**Passage to read:**
+-------+

Little is known of modern carbon cycling in East African rift lakes. These large tropical systems with anoxic bottom waters can act as test cases for carbon cycling under future climate change scenarios as well as key sediment repositories for paleolimnology studies and fossil fuel generation. This study is the first to combine stable and radiocarbon isotopic information on bulk sediment and biomarkers (n-alcohols) in an African rift lake by investigating surface sediments collected on a nearshore to offshore transect in northern Lake Malawi. This study is also the first to report radiocarbon content in water column particulate organic, dissolved organic and inorganic carbon from an African rift lake. General surface-sediment trends with increasing water depth were an increase in %TOC, and decreases in grain size, δ13C and C/N. Carbon radioisotope analyses showed that bulk sedimentary organic matter was modern across the transect. Biomarker data indicated a primarily aquatic origin for sedimentary organic matter at offshore sites; terrestrial material dominated the n-alcohol signature closest to the shore. Protokerogen stable isotope signatures were similar, and radiocarbon was somewhat depleted relative to bulk sediment organic matter. As compared to bulk organic matter, lipids were 13C-depleted throughout the sampling transect and 14C-depleted at the most nearshore location. This indicates an aged lipid carbon source and likely significant diagenetic alteration of modern sources prior to deposition in nearshore sediments, perhaps a combination of soil erosion, in-river processing, sediment resuspension and mobilization, and preferential degradation of younger organic matter in the oxic nearshore region.

+-------+

**Data provided:**
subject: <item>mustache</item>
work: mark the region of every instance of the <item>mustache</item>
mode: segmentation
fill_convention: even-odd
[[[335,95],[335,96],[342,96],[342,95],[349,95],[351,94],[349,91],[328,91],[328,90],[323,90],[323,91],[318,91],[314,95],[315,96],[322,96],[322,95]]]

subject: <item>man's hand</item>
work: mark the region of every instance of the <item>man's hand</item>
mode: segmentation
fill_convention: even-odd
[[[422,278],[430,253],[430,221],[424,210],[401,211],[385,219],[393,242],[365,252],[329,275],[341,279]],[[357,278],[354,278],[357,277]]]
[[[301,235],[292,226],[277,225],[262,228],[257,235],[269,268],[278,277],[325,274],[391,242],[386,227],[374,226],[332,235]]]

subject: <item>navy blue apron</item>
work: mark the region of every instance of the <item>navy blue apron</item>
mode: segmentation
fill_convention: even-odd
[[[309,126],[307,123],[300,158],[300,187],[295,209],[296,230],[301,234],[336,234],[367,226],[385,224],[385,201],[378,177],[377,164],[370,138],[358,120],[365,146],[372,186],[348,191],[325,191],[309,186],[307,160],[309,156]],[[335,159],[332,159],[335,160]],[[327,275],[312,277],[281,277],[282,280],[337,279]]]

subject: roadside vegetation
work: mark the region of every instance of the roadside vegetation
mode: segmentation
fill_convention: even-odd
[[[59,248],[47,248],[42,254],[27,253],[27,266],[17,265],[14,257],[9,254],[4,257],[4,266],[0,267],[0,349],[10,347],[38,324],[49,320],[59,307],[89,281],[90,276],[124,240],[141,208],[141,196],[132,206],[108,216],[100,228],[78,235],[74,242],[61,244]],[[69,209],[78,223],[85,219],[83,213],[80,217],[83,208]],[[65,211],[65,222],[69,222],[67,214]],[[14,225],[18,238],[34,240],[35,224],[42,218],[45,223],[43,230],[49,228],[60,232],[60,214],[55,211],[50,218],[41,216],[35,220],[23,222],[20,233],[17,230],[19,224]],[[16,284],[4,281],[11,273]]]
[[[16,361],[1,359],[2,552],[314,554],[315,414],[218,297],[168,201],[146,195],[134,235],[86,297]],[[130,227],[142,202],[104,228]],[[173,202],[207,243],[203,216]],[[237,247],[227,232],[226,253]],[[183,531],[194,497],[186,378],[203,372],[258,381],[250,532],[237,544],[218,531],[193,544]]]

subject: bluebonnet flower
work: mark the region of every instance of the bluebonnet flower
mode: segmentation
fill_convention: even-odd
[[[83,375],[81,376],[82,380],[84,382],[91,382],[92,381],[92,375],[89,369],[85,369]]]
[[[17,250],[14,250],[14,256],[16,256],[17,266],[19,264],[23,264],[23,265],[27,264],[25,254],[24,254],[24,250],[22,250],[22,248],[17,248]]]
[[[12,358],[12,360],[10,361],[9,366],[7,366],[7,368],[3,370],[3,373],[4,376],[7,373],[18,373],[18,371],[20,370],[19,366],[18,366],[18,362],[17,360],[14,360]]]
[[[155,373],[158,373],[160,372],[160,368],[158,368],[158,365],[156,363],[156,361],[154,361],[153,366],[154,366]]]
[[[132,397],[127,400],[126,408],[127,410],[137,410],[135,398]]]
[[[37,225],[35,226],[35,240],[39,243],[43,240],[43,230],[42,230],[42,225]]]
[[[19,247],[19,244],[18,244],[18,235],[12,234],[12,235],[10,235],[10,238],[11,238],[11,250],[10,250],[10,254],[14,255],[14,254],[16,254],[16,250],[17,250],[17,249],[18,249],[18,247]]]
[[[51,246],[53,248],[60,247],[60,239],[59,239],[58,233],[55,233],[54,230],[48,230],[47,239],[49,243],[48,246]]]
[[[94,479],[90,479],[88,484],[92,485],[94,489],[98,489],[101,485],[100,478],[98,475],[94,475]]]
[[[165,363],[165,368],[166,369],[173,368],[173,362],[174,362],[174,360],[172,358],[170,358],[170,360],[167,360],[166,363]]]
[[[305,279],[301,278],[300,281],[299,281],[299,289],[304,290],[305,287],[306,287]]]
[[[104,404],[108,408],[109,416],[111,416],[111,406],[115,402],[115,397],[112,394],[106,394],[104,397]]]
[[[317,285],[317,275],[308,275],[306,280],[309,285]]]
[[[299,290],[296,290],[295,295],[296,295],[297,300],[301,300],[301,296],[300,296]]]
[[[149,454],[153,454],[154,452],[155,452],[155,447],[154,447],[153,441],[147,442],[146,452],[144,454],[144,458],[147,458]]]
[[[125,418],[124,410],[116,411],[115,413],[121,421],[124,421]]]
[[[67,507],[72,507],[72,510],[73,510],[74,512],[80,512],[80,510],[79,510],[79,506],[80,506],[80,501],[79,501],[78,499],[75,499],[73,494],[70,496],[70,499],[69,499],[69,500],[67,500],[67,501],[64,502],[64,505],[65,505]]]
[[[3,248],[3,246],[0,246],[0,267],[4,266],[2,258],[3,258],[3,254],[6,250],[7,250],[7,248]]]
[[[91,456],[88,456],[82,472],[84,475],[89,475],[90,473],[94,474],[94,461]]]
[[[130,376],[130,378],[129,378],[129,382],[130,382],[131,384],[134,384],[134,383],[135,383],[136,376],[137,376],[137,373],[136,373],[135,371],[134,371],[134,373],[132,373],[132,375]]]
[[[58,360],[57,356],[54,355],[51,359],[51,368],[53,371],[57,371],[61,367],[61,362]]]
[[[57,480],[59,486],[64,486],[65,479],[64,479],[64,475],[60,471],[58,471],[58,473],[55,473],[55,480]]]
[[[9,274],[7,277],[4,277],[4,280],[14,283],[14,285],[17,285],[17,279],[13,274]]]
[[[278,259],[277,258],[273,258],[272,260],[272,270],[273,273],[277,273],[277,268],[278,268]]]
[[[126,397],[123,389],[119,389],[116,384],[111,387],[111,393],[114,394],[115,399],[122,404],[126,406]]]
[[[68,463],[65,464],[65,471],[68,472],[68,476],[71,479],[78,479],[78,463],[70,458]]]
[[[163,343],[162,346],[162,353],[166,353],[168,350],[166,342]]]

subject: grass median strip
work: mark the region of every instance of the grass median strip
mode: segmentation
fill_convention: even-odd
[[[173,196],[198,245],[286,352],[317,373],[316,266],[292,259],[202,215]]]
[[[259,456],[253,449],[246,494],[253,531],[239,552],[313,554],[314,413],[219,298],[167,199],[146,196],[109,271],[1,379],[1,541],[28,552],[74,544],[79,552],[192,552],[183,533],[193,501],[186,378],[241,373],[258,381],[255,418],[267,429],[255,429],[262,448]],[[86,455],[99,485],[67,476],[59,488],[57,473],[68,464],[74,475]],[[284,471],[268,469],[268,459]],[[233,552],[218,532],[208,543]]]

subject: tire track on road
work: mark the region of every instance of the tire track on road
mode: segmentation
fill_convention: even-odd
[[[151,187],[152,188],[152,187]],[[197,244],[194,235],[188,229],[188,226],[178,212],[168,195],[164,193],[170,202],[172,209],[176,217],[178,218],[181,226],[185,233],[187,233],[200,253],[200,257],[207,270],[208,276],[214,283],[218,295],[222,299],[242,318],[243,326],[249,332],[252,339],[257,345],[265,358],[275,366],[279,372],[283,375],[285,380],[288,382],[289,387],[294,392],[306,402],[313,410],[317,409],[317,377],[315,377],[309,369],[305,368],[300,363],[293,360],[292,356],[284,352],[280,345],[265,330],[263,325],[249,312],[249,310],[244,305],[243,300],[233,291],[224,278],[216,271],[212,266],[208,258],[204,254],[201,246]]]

+-------+

**Problem to solve:**
Reproduce the entire text on carbon cycling in Lake Malawi sediments word for word. The data has no connection to the text.

**Task solution:**
Little is known of modern carbon cycling in East African rift lakes. These large tropical systems with anoxic bottom waters can act as test cases for carbon cycling under future climate change scenarios as well as key sediment repositories for paleolimnology studies and fossil fuel generation. This study is the first to combine stable and radiocarbon isotopic information on bulk sediment and biomarkers (n-alcohols) in an African rift lake by investigating surface sediments collected on a nearshore to offshore transect in northern Lake Malawi. This study is also the first to report radiocarbon content in water column particulate organic, dissolved organic and inorganic carbon from an African rift lake. General surface-sediment trends with increasing water depth were an increase in %TOC, and decreases in grain size, δ13C and C/N. Carbon radioisotope analyses showed that bulk sedimentary organic matter was modern across the transect. Biomarker data indicated a primarily aquatic origin for sedimentary organic matter at offshore sites; terrestrial material dominated the n-alcohol signature closest to the shore. Protokerogen stable isotope signatures were similar, and radiocarbon was somewhat depleted relative to bulk sediment organic matter. As compared to bulk organic matter, lipids were 13C-depleted throughout the sampling transect and 14C-depleted at the most nearshore location. This indicates an aged lipid carbon source and likely significant diagenetic alteration of modern sources prior to deposition in nearshore sediments, perhaps a combination of soil erosion, in-river processing, sediment resuspension and mobilization, and preferential degradation of younger organic matter in the oxic nearshore region.